> TASK INSTRUCTIONS
**A)** Summarize the electrode materials passage in two sentences.
**B)** Restate the electrode materials passage from "The positive electrode" to "sulfide, and sulfur.", substituting "absorb" for "occlude".
**C)** According to the electrode materials passage, which carbon materials can serve as the negative electrode active material?

> READING PASSAGE
+ + + + +

The positive electrode active material is not limited as long as it can occlude and release lithium ions. Examples thereof include LiCoO₂, Li(Ni_6/10Co_2/10Mn_3/10)O₂, Li(Nd_8/10Co_2/10Mn_2/10)O₂, Li(Ni_8/10Co_1/10Mi_1/10)O₂, Li(N_0.8Co_0.15Al_0.05)O₂, Li(Ni_1/6Co_4/6Mn_1/6)O₂, Li(Ni_1/3Co_1/3Mn_1/3)O₂, Li(Ni_1/3Co_1/3Mn_1/3)O₂, LiCoO₄, LiMn₂O₄, LiNiO₂, LiFePO₄, lithium sulfide, and sulfur.

The negative electrode active material is not limited as long as it can occlude and release lithium ions. Examples thereof include metallic lithium, lithium material mixtures, metal oxides, metal sulfides, metal nitrides, Si, SiO, and carbon materials such as artificial graphite, natural graphite, hard carbon, and soft carbon.

(Other Components)

+ + + + +

> RAW RECORDS
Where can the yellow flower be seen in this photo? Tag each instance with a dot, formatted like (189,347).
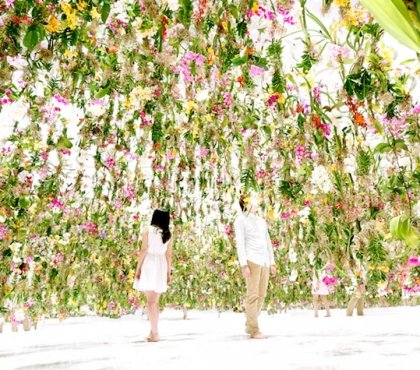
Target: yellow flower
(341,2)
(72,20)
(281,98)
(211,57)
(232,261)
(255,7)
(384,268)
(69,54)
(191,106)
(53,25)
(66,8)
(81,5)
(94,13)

+ + + + +

> PER-TASK OUTPUTS
**A)** Any positive electrode active material may be used as long as it can occlude and release lithium ions; examples include LiCoO₂, LiMn₂O₄, LiNiO₂, LiFePO₄, lithium sulfide, and sulfur. The same condition applies to the negative electrode active material, with examples including metallic lithium, metal oxides, metal sulfides, metal nitrides, Si, SiO, and carbon materials such as graphite, hard carbon, and soft carbon.

**B)**
The positive electrode active material is not limited as long as it can absorb and release lithium ions. Examples thereof include LiCoO₂, Li(Ni_6/10Co_2/10Mn_3/10)O₂, Li(Nd_8/10Co_2/10Mn_2/10)O₂, Li(Ni_8/10Co_1/10Mi_1/10)O₂, Li(N_0.8Co_0.15Al_0.05)O₂, Li(Ni_1/6Co_4/6Mn_1/6)O₂, Li(Ni_1/3Co_1/3Mn_1/3)O₂, Li(Ni_1/3Co_1/3Mn_1/3)O₂, LiCoO₄, LiMn₂O₄, LiNiO₂, LiFePO₄, lithium sulfide, and sulfur.

**C)** Artificial graphite, natural graphite, hard carbon, and soft carbon.